Begin at the line with "label the runner's right" and output every line through the end of the records, exactly as given. Omit pictures.

Input rows:
⟨
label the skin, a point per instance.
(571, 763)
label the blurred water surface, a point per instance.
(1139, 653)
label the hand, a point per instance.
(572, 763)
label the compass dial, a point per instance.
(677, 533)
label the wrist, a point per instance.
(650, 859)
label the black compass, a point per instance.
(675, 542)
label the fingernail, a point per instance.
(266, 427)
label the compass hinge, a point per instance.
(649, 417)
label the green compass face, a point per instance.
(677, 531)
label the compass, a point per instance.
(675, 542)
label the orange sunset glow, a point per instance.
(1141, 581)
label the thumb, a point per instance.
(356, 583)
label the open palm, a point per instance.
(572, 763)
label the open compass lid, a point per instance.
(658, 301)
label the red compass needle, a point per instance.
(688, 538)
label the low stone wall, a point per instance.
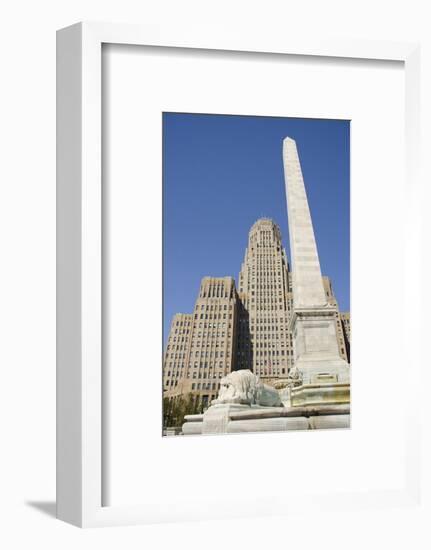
(229, 418)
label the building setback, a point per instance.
(264, 344)
(245, 329)
(201, 347)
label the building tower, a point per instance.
(201, 346)
(264, 343)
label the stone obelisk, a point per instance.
(313, 321)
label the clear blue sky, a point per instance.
(221, 173)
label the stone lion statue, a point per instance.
(244, 387)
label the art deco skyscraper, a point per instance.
(264, 343)
(201, 346)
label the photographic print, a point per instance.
(256, 280)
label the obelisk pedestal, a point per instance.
(313, 321)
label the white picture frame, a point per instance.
(79, 254)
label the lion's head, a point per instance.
(239, 386)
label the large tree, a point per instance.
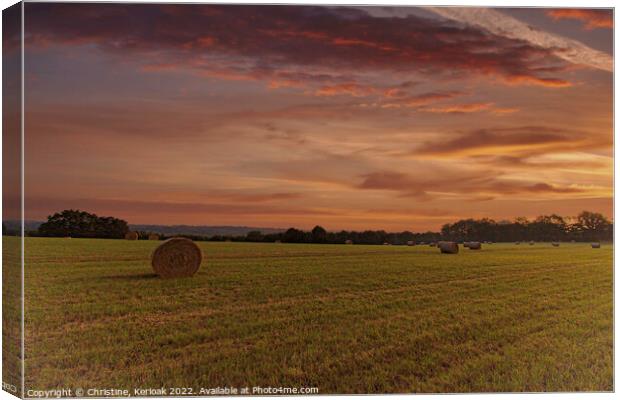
(81, 224)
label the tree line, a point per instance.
(587, 226)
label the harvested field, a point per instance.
(345, 319)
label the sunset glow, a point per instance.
(349, 117)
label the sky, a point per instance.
(395, 118)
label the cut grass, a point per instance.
(345, 319)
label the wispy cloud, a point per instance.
(501, 24)
(591, 19)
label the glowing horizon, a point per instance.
(395, 118)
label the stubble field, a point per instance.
(344, 319)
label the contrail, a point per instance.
(501, 24)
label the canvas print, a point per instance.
(229, 199)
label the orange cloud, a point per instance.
(351, 89)
(591, 19)
(534, 80)
(459, 108)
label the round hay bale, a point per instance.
(176, 258)
(131, 235)
(448, 247)
(475, 246)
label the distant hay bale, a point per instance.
(176, 258)
(475, 246)
(448, 247)
(131, 235)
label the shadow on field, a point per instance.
(132, 277)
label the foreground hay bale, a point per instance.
(131, 236)
(448, 247)
(475, 246)
(176, 258)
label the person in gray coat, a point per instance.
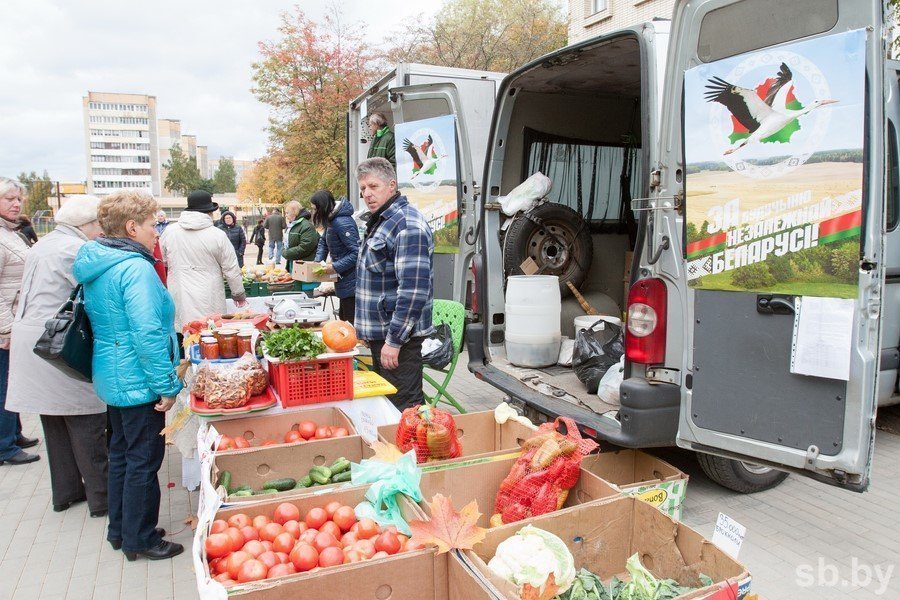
(73, 417)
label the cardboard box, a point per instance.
(603, 535)
(255, 466)
(260, 428)
(481, 481)
(420, 574)
(479, 434)
(305, 271)
(639, 474)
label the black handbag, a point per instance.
(68, 342)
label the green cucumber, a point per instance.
(282, 485)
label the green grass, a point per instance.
(833, 289)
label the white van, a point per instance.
(716, 362)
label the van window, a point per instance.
(754, 24)
(587, 177)
(893, 177)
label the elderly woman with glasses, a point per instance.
(73, 417)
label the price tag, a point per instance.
(729, 535)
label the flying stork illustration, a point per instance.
(761, 117)
(424, 157)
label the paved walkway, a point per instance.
(798, 525)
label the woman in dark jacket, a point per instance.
(341, 240)
(235, 234)
(259, 238)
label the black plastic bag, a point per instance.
(441, 356)
(597, 348)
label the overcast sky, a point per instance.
(193, 55)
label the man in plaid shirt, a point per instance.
(394, 282)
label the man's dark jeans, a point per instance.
(407, 377)
(136, 453)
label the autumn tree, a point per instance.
(508, 34)
(308, 76)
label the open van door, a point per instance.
(774, 147)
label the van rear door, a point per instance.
(775, 138)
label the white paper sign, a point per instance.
(729, 535)
(823, 333)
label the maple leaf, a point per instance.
(385, 452)
(448, 529)
(545, 592)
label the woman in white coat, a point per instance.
(73, 417)
(199, 256)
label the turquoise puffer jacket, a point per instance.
(132, 317)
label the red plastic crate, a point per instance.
(313, 381)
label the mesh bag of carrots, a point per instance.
(430, 431)
(540, 480)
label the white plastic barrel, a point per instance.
(533, 306)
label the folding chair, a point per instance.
(453, 314)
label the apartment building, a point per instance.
(121, 143)
(590, 18)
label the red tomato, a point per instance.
(331, 556)
(252, 570)
(284, 542)
(367, 529)
(270, 532)
(218, 526)
(292, 436)
(366, 548)
(286, 512)
(316, 517)
(309, 536)
(387, 542)
(217, 545)
(237, 538)
(235, 560)
(307, 429)
(269, 559)
(239, 520)
(293, 527)
(254, 548)
(325, 540)
(344, 517)
(332, 528)
(304, 557)
(281, 570)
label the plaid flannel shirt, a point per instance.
(394, 277)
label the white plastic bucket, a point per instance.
(533, 306)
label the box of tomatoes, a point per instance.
(294, 427)
(315, 547)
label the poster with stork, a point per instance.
(774, 156)
(428, 176)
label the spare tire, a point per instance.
(556, 237)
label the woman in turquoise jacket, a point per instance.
(135, 354)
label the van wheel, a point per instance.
(556, 237)
(746, 478)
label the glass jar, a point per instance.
(228, 343)
(245, 342)
(209, 348)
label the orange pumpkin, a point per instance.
(340, 336)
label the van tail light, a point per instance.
(645, 334)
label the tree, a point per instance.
(37, 190)
(507, 34)
(225, 176)
(183, 176)
(308, 76)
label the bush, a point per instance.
(753, 276)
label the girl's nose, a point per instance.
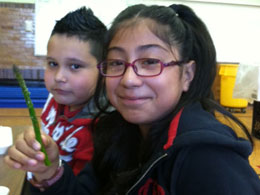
(130, 78)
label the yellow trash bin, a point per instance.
(228, 74)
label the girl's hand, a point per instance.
(25, 154)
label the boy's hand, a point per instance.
(25, 154)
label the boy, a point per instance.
(74, 49)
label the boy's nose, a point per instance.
(60, 76)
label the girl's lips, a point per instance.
(60, 91)
(133, 100)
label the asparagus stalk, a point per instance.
(33, 117)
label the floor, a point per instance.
(17, 117)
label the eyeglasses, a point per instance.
(144, 67)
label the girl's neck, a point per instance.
(144, 130)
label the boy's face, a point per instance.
(71, 73)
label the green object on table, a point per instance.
(33, 117)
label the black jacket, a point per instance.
(201, 157)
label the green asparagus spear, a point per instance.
(29, 104)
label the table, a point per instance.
(13, 179)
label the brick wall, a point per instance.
(17, 44)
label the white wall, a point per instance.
(235, 28)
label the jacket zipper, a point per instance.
(145, 173)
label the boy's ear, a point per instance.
(188, 74)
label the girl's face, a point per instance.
(143, 100)
(71, 74)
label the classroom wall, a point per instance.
(17, 44)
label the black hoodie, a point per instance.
(201, 157)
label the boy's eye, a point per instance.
(52, 64)
(75, 66)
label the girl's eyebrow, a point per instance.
(49, 58)
(150, 46)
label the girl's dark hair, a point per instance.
(119, 147)
(84, 25)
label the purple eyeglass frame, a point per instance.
(127, 64)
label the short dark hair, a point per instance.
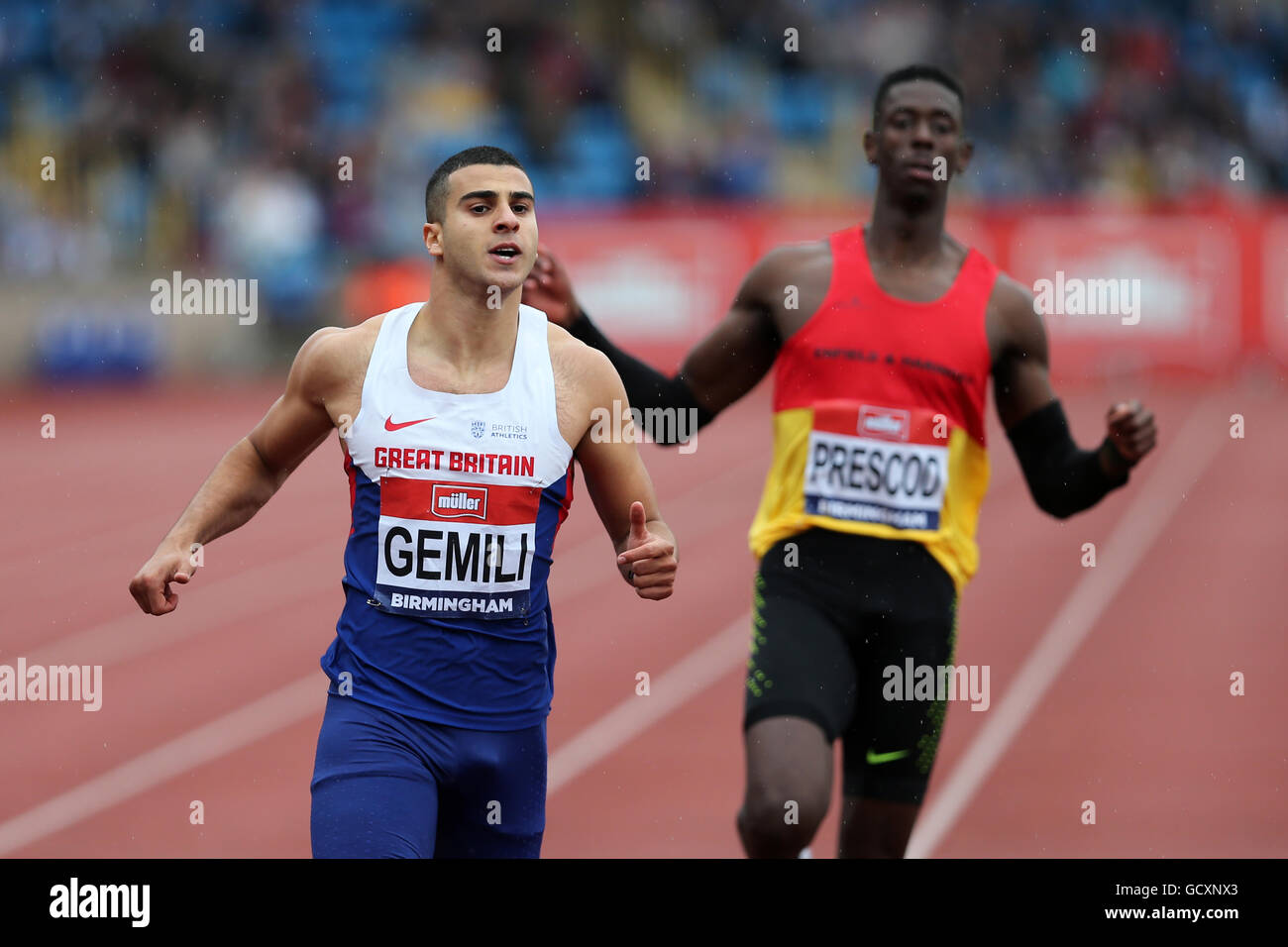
(436, 191)
(910, 72)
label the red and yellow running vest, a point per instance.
(879, 414)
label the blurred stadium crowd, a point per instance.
(228, 158)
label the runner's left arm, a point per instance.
(618, 483)
(1063, 478)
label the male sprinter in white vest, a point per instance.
(467, 412)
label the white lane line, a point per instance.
(1155, 499)
(231, 732)
(671, 689)
(243, 592)
(305, 697)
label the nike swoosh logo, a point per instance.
(874, 758)
(391, 425)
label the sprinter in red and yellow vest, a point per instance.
(866, 530)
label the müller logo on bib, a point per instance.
(452, 501)
(885, 423)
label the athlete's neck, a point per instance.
(903, 235)
(458, 326)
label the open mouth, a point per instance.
(505, 253)
(921, 170)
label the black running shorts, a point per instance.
(832, 613)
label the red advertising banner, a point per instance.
(1120, 291)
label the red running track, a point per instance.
(222, 699)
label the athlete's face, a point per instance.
(918, 144)
(488, 232)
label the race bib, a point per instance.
(877, 466)
(450, 549)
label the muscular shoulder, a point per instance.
(584, 380)
(1013, 324)
(791, 264)
(335, 359)
(576, 365)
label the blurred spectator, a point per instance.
(228, 158)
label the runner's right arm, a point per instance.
(249, 474)
(722, 368)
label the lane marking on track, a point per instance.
(1175, 472)
(241, 594)
(669, 690)
(307, 697)
(231, 732)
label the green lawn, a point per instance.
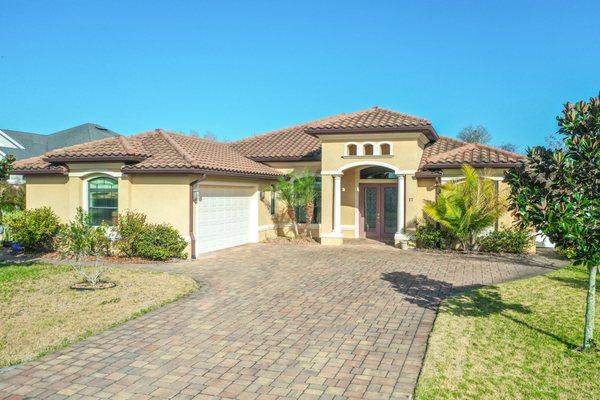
(517, 340)
(39, 313)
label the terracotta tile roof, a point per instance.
(156, 151)
(299, 143)
(371, 119)
(452, 153)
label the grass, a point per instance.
(517, 340)
(39, 313)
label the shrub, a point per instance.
(35, 229)
(79, 239)
(161, 242)
(506, 241)
(431, 236)
(131, 227)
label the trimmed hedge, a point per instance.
(506, 241)
(34, 229)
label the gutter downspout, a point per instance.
(191, 216)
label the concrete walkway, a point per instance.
(274, 321)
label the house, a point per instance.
(376, 168)
(26, 144)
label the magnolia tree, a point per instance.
(558, 192)
(6, 166)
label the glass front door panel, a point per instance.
(370, 209)
(390, 210)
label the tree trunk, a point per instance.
(292, 215)
(590, 311)
(309, 209)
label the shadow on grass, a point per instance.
(470, 301)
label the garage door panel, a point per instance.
(223, 218)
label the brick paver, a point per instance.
(273, 322)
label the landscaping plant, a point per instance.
(161, 242)
(467, 207)
(34, 229)
(286, 189)
(6, 166)
(131, 227)
(512, 240)
(558, 192)
(79, 240)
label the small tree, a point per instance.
(6, 166)
(306, 193)
(475, 134)
(287, 193)
(78, 240)
(558, 192)
(466, 207)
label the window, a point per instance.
(273, 200)
(377, 173)
(385, 149)
(103, 200)
(301, 214)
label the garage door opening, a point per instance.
(225, 217)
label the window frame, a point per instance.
(88, 197)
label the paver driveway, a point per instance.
(274, 321)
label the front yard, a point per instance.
(40, 313)
(516, 340)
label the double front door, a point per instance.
(378, 210)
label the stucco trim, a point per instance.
(82, 174)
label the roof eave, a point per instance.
(67, 159)
(196, 171)
(474, 165)
(428, 130)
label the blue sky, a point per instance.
(244, 67)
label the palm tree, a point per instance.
(306, 191)
(466, 207)
(287, 193)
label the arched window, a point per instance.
(103, 203)
(352, 150)
(386, 149)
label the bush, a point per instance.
⟩
Exercise answer:
label the runner's right arm, a point per instance.
(249, 474)
(722, 368)
label the lane marking on track, a point per instance.
(1175, 472)
(241, 594)
(669, 690)
(307, 697)
(231, 732)
label the green lawn, a point per instance.
(517, 340)
(39, 313)
label the terracotta tile roof, a point per instance.
(156, 151)
(299, 143)
(371, 119)
(452, 153)
label the grass, a point per instance.
(517, 340)
(39, 313)
label the shrub, a point per instance.
(35, 229)
(79, 239)
(161, 242)
(506, 241)
(431, 236)
(131, 227)
label the trimmed hedge, a point per instance.
(506, 241)
(34, 229)
label the gutter downspout, a point per instance.
(191, 216)
label the concrete walkway, a point per instance.
(274, 321)
label the house, a point per instance.
(376, 168)
(26, 144)
label the magnolia tree, a point per instance.
(558, 192)
(6, 166)
label the glass front door panel, a point per instance.
(370, 209)
(390, 210)
label the tree trunk, a point per instance.
(292, 215)
(590, 311)
(309, 209)
label the shadow on grass, a point per instance.
(470, 301)
label the garage door panel, a point per instance.
(223, 218)
label the brick paver, a point per instance.
(273, 322)
label the landscaping plant, a point per instance.
(161, 242)
(467, 207)
(34, 229)
(286, 189)
(6, 166)
(131, 227)
(512, 240)
(558, 192)
(79, 240)
label the small tree, a point per instance.
(6, 166)
(306, 193)
(475, 134)
(287, 193)
(78, 240)
(558, 192)
(466, 207)
label the window, a point per instance.
(273, 200)
(377, 173)
(385, 149)
(103, 200)
(301, 214)
label the garage door opening, a point per instance.
(225, 217)
label the window frame, a point per instance.
(88, 197)
label the paver driveway, a point per instance.
(274, 321)
label the front yard, a point per instance.
(40, 313)
(516, 340)
label the double front door, a point per instance.
(378, 210)
label the stucco trim, a point per instance.
(82, 174)
label the roof eave, a point per instance.
(67, 159)
(196, 171)
(474, 165)
(428, 130)
label the blue sky, a point per instance.
(244, 67)
label the palm tree, a point per instance.
(306, 191)
(466, 207)
(287, 193)
label the arched window, a point per instance.
(103, 203)
(352, 150)
(386, 149)
label the bush, a point per instance.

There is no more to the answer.